# DATA ROWS
....................

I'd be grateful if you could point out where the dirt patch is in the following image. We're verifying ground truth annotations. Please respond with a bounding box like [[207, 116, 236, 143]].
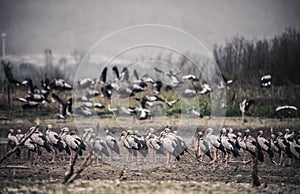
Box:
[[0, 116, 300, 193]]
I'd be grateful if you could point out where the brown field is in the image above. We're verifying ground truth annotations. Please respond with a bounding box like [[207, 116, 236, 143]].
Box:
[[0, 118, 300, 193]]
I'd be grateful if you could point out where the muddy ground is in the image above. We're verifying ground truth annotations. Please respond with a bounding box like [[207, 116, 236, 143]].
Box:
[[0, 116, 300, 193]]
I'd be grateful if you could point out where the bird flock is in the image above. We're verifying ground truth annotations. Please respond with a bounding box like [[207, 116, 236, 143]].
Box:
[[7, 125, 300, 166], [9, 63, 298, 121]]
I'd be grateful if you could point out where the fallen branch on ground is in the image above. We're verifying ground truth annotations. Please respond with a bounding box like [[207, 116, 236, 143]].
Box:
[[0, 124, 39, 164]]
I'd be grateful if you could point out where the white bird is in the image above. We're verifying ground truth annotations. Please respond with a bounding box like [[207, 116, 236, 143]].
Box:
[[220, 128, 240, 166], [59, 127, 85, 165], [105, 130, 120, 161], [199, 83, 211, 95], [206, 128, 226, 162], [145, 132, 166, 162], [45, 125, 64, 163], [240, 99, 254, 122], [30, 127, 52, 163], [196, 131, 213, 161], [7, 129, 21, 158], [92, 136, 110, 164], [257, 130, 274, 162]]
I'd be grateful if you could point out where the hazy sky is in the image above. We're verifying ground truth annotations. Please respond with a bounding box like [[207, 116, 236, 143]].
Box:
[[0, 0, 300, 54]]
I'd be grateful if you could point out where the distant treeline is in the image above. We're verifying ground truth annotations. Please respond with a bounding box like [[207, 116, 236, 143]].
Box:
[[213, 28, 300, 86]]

....................

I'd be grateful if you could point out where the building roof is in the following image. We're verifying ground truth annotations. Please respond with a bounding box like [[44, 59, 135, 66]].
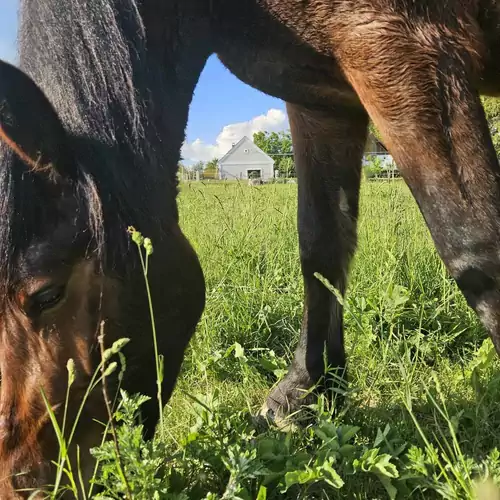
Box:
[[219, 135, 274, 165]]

....................

# WORK TO COMPLETE
Copy out, word for word, the part that opens with the line containing "I'd be grateful if you could point out where the hazy" and closes with the line containing "[[213, 28, 300, 86]]", including both of those lines.

# TASK OUTPUT
I'd be grateful if you could point out where the hazy sky is in the image above. We're verifying ground truth annotations. Please respond with a bounding box like [[207, 116, 236, 143]].
Box:
[[0, 0, 300, 54]]
I'd be grateful if you could point out where the distant treeline is in the image above. We're verifying ground truth annotations. Please respond with a bounding box like [[207, 116, 236, 143]].
Box:
[[213, 28, 300, 86]]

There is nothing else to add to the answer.